ENTRIES SHOWN>
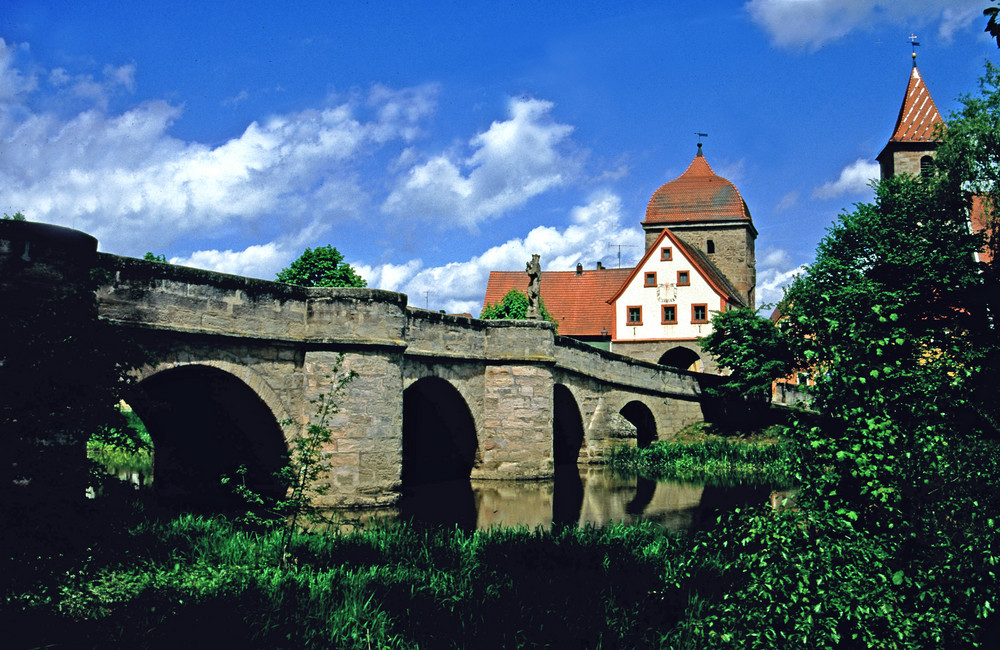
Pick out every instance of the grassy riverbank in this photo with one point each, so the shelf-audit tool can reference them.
(704, 455)
(202, 582)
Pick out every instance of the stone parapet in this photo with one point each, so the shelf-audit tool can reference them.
(171, 297)
(624, 372)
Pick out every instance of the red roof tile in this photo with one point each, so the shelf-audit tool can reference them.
(699, 194)
(979, 216)
(577, 302)
(918, 115)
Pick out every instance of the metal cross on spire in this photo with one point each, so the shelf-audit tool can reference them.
(700, 136)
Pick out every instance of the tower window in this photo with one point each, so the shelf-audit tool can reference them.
(926, 166)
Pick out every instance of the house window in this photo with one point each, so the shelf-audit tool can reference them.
(926, 166)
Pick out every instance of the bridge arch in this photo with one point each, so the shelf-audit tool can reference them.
(567, 427)
(642, 418)
(439, 434)
(245, 374)
(206, 422)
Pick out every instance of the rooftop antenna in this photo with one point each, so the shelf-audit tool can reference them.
(620, 251)
(700, 136)
(914, 43)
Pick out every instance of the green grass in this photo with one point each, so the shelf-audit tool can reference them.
(192, 580)
(710, 459)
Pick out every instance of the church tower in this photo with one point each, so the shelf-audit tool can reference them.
(911, 148)
(709, 214)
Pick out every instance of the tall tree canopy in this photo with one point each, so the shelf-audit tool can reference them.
(514, 306)
(893, 542)
(321, 267)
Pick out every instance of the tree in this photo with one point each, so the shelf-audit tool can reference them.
(754, 351)
(321, 267)
(992, 26)
(514, 306)
(899, 475)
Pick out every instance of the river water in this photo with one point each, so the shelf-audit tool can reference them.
(582, 495)
(576, 495)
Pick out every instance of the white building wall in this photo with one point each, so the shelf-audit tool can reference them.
(665, 292)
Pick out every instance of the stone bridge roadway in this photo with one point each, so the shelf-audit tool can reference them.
(240, 362)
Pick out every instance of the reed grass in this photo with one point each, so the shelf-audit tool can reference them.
(710, 461)
(192, 580)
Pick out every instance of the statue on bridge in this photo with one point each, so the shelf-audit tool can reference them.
(534, 271)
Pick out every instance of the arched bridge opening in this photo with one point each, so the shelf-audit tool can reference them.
(567, 439)
(205, 424)
(639, 416)
(439, 434)
(567, 427)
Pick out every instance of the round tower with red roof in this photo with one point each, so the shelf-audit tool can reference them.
(709, 214)
(911, 147)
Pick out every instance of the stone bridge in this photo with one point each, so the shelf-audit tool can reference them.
(240, 363)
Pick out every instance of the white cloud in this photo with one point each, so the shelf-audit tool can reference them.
(787, 202)
(511, 162)
(13, 81)
(775, 271)
(854, 180)
(126, 180)
(813, 23)
(593, 234)
(257, 261)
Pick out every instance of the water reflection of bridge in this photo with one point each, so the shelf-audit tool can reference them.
(586, 495)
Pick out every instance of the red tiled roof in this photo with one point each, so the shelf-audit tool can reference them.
(918, 115)
(577, 302)
(699, 194)
(699, 261)
(979, 216)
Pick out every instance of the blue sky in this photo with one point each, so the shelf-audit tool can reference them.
(433, 142)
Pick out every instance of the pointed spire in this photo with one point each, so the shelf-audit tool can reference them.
(918, 115)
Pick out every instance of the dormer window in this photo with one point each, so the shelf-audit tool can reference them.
(926, 166)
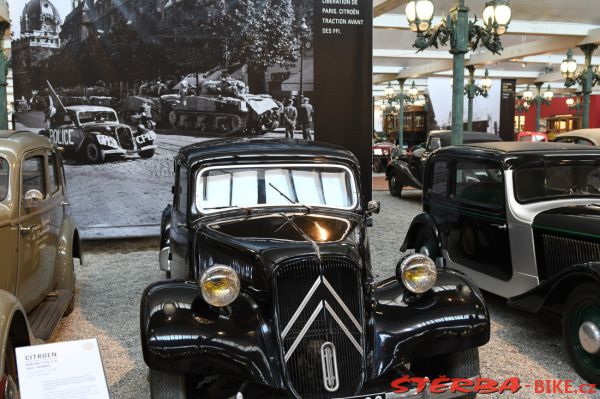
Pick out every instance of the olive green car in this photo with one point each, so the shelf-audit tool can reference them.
(38, 244)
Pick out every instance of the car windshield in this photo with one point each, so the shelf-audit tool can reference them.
(220, 188)
(4, 169)
(97, 116)
(568, 179)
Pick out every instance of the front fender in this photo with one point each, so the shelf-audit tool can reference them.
(69, 247)
(13, 324)
(190, 336)
(555, 290)
(421, 221)
(450, 317)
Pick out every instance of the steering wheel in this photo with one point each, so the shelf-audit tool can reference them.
(583, 189)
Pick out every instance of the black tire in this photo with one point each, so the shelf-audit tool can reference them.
(71, 305)
(462, 364)
(394, 186)
(583, 305)
(166, 385)
(377, 166)
(92, 153)
(147, 153)
(426, 244)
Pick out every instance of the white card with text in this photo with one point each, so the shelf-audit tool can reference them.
(61, 371)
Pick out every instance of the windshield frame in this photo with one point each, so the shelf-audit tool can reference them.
(576, 161)
(354, 188)
(6, 196)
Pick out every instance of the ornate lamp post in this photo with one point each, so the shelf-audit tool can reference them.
(304, 37)
(463, 35)
(587, 77)
(472, 91)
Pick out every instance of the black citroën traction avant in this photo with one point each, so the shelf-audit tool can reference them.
(272, 292)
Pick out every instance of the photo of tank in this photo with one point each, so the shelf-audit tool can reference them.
(225, 106)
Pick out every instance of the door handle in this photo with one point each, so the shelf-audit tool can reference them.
(26, 230)
(499, 226)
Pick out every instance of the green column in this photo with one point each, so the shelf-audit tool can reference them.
(538, 106)
(471, 95)
(460, 41)
(400, 137)
(3, 72)
(588, 77)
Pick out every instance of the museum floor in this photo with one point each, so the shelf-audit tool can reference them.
(110, 283)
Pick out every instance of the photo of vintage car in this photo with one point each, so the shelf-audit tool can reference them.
(272, 291)
(38, 242)
(407, 169)
(93, 134)
(521, 219)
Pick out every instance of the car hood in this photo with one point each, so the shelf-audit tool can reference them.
(580, 220)
(276, 237)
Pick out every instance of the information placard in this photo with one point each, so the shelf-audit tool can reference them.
(61, 371)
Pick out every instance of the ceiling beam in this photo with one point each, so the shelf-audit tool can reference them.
(517, 27)
(387, 6)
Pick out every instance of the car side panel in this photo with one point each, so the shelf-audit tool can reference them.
(450, 317)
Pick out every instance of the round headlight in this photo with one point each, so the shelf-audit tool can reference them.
(220, 285)
(417, 272)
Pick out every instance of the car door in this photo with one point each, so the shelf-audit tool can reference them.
(473, 217)
(38, 238)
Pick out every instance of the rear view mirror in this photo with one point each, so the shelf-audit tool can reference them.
(32, 198)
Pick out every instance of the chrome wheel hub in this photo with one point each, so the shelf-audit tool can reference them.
(589, 337)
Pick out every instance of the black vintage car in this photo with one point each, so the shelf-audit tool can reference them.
(523, 221)
(408, 169)
(272, 292)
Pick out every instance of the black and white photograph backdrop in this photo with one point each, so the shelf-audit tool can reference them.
(121, 85)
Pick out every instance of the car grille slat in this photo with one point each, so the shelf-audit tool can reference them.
(556, 253)
(293, 281)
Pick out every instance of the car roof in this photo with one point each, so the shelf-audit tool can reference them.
(89, 108)
(237, 149)
(21, 141)
(592, 134)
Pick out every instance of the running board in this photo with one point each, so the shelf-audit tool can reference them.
(46, 316)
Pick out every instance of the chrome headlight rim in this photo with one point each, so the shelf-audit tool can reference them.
(412, 263)
(220, 271)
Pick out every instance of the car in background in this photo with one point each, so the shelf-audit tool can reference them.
(523, 221)
(381, 155)
(581, 136)
(407, 169)
(273, 293)
(532, 136)
(38, 242)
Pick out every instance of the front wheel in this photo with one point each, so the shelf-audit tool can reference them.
(394, 186)
(167, 385)
(581, 331)
(92, 152)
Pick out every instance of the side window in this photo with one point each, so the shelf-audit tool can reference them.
(480, 182)
(53, 173)
(434, 144)
(33, 175)
(439, 178)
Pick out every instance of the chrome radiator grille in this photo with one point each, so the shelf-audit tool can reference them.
(555, 253)
(319, 303)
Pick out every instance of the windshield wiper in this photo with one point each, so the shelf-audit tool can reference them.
(308, 208)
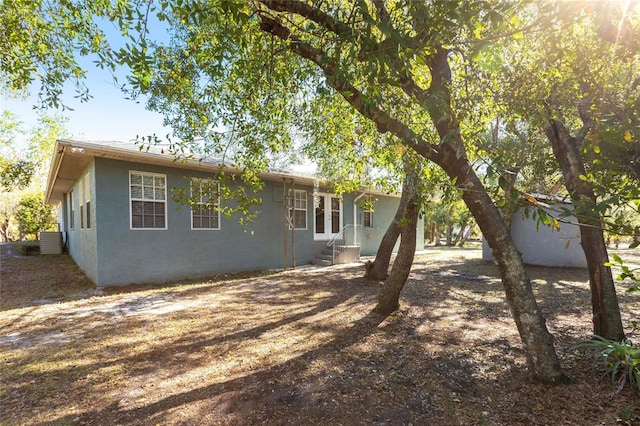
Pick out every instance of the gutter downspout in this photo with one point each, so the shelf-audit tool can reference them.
(355, 227)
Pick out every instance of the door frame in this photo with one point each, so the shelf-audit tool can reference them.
(328, 221)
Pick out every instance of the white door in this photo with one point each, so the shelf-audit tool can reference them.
(328, 217)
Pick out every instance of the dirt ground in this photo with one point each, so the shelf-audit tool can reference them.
(294, 348)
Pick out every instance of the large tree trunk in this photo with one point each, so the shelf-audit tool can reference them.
(604, 300)
(538, 342)
(380, 266)
(378, 269)
(389, 295)
(449, 154)
(449, 234)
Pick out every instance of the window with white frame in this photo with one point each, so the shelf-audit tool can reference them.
(72, 211)
(299, 209)
(87, 197)
(148, 196)
(205, 204)
(81, 202)
(367, 211)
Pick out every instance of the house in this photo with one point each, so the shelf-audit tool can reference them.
(121, 224)
(545, 245)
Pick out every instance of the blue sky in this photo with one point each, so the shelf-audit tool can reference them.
(107, 116)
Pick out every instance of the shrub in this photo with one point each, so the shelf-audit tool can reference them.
(620, 359)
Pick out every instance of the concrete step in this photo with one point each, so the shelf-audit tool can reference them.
(324, 256)
(321, 262)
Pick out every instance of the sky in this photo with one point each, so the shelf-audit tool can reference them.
(106, 116)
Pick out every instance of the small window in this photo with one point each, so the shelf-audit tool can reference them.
(148, 197)
(299, 209)
(367, 219)
(81, 202)
(87, 197)
(72, 211)
(205, 204)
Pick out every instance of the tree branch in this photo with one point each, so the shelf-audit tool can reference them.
(382, 119)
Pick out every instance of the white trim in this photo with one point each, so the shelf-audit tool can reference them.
(87, 198)
(294, 209)
(217, 202)
(327, 235)
(369, 199)
(164, 201)
(72, 219)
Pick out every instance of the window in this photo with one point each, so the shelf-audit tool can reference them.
(72, 211)
(87, 197)
(81, 201)
(367, 219)
(299, 209)
(205, 204)
(148, 193)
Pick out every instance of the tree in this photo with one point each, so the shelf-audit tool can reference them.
(34, 215)
(573, 76)
(399, 65)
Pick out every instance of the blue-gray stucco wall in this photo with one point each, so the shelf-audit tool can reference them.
(82, 242)
(118, 255)
(543, 245)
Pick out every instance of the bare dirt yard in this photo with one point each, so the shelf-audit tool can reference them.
(294, 348)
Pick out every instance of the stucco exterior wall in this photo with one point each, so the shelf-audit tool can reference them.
(81, 241)
(127, 256)
(544, 246)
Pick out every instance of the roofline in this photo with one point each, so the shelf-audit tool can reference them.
(149, 157)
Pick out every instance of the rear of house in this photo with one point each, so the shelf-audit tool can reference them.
(122, 225)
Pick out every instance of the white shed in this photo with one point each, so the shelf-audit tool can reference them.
(545, 245)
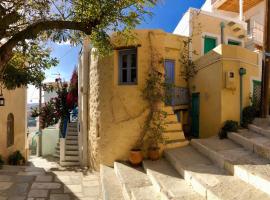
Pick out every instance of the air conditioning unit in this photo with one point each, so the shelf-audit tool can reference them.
(230, 80)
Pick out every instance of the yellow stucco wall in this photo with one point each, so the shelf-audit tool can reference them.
(217, 103)
(202, 25)
(240, 58)
(15, 102)
(117, 112)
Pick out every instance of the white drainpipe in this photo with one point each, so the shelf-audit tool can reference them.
(84, 102)
(241, 10)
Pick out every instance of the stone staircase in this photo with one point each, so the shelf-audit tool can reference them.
(234, 168)
(237, 29)
(71, 147)
(173, 135)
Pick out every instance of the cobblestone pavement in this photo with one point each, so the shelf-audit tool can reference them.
(45, 180)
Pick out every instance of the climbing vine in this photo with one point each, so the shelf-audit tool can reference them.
(154, 93)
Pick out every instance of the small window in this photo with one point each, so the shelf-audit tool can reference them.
(128, 67)
(10, 130)
(248, 27)
(209, 43)
(233, 42)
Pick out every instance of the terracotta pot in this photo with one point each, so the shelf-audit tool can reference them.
(153, 153)
(135, 157)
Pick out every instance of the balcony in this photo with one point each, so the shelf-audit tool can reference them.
(233, 5)
(255, 33)
(177, 96)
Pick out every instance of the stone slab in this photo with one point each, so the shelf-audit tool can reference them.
(39, 185)
(44, 178)
(111, 187)
(59, 197)
(145, 193)
(209, 180)
(243, 163)
(130, 178)
(166, 180)
(38, 193)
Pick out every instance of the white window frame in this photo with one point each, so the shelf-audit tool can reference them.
(234, 39)
(206, 34)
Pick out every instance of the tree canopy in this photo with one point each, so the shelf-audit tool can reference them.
(25, 24)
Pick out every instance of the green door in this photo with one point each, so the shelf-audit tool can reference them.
(233, 42)
(195, 115)
(209, 44)
(256, 92)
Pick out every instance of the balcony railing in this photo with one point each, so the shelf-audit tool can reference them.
(177, 96)
(256, 32)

WRITTEN REQUEST> Can you arrange the entries as a Markdown table with the columns Row and Entry, beginning at the line that contains "Pick out every instance of the tree canopy" and continuing through the last line of the entries? Leave out any blank lines.

ANSWER TO THIS EXERCISE>
| Row | Entry |
|---|---|
| 1 | Pick out every instance of the tree canopy in this photo with one point each, so the shelf-audit tool can reference them. |
| 2 | (25, 24) |
| 3 | Pick out every instance of the green door in this photo with one point each, so the shelf-audit tool can reference them. |
| 4 | (233, 42) |
| 5 | (195, 115) |
| 6 | (209, 44) |
| 7 | (256, 92) |
| 8 | Pick out every instance of the balcony railing in this photo with one point each, so the shelf-audit tool can reference them. |
| 9 | (177, 96) |
| 10 | (256, 32) |